## The request
Recast the data, starting at the line that contains "I'm looking at the image above. Where does the girl's arm" and ending at the line that contains "(136, 166), (154, 180)", as a two-column CSV with the header text,coordinates. Each row should pair a line of text with all the coordinates that follow it, each value in one quoted field and line breaks replaced by spaces.

## Records supplied

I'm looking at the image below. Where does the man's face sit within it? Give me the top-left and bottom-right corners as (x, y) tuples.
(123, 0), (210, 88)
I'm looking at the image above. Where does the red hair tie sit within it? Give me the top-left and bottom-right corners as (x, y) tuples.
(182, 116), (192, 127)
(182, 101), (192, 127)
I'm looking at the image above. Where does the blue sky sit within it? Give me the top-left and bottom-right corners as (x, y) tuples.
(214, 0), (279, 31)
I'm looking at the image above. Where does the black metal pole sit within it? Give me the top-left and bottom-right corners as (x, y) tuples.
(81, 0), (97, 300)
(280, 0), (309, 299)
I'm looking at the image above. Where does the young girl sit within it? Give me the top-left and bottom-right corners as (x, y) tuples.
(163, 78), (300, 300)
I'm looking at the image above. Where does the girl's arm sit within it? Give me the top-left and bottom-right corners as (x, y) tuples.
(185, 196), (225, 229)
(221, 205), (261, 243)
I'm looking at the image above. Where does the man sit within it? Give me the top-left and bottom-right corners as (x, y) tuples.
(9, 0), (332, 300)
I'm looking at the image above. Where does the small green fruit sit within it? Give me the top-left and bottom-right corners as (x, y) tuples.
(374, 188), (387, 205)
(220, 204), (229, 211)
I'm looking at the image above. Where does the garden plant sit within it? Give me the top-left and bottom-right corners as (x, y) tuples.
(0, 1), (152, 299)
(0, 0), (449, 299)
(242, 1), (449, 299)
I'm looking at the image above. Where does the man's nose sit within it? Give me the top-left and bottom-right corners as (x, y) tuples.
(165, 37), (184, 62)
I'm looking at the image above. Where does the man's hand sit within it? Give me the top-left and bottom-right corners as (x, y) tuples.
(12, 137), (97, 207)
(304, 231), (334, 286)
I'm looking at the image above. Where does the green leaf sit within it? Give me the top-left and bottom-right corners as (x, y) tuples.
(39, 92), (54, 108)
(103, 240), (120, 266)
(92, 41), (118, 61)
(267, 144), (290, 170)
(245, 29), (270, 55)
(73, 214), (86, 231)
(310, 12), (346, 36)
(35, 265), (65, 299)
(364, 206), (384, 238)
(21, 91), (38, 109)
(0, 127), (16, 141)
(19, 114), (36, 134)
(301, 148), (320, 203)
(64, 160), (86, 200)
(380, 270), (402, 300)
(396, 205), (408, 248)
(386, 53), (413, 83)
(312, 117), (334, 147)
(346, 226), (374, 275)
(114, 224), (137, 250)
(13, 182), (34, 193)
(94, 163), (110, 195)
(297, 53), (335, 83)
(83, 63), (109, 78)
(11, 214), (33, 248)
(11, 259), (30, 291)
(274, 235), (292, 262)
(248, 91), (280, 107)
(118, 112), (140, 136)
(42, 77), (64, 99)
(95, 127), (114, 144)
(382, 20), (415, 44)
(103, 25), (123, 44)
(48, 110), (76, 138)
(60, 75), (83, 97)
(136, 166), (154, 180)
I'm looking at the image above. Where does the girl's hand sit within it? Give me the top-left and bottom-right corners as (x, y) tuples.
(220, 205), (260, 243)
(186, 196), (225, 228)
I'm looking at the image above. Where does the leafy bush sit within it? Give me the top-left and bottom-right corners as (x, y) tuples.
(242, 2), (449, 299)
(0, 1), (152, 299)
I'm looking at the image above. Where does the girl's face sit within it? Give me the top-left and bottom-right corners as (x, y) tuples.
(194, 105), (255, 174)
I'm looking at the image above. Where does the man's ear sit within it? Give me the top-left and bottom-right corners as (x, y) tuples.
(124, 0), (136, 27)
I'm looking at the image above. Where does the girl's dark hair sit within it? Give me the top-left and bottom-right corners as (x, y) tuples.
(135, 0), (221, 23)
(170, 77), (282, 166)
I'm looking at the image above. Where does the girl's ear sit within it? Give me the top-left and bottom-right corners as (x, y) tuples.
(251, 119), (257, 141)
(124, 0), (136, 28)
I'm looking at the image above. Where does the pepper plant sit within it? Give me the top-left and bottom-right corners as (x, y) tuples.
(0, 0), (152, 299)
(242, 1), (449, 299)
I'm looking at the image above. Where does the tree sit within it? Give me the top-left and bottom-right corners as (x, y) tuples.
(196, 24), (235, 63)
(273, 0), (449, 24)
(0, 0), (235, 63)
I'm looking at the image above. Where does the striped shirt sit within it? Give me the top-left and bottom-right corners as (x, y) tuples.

## Answer to this problem
text,coordinates
"I'm looking at the image above. Where does the girl's arm sit within it? Give me the top-left and bottom-right corners as (x, y) tuples.","(185, 196), (225, 229) (221, 205), (261, 243)"
"I'm looking at the image above. Where does the man sit within it? Give me the top-left and bottom-right corners as (x, y) tuples.","(9, 0), (332, 300)"
"I'm looking at the image above. Where does the small green fruit sit within it? Give me the top-left and bottom-right corners as (x, y) tuples.","(374, 188), (387, 205) (220, 204), (229, 211)"
"I'm looking at the image above. Where does the garden plant sit within it? Give me the top-left and bottom-right corners as (x, y) tuples.","(0, 1), (152, 299) (0, 0), (449, 299) (242, 1), (449, 299)"
"I'm looking at the image above. Where does the man's nose sit within it? Give me the top-left and bottom-right corners as (x, y) tuples.","(165, 37), (184, 62)"
"I'm looking at the image above. Where does the man's hand sit within it? Give me the top-left and bottom-right corners as (x, y) tuples.","(12, 137), (97, 207) (304, 231), (334, 286)"
"I'm looking at the image above. Where does the green leaf sit within it? Give me the top-left and bottom-right corners as (x, y) tuples.","(39, 92), (54, 108) (103, 240), (120, 266) (92, 41), (118, 61) (267, 144), (290, 170) (245, 29), (270, 55) (73, 214), (86, 231) (310, 12), (346, 36) (35, 265), (65, 299) (364, 206), (384, 238) (21, 91), (38, 109) (0, 127), (16, 141) (19, 114), (36, 134) (301, 148), (320, 203) (64, 160), (86, 200) (380, 270), (402, 300) (396, 205), (408, 248) (386, 53), (413, 83) (312, 117), (334, 147) (346, 226), (374, 275) (114, 224), (137, 250) (13, 182), (34, 193) (94, 163), (110, 195) (297, 53), (335, 83) (83, 63), (109, 78) (11, 214), (33, 248) (11, 259), (30, 291) (274, 235), (292, 262) (248, 91), (280, 107) (118, 112), (140, 136) (42, 77), (64, 99) (95, 127), (114, 144) (382, 20), (415, 44) (103, 25), (123, 44) (48, 110), (76, 138) (60, 75), (83, 97) (136, 166), (154, 180)"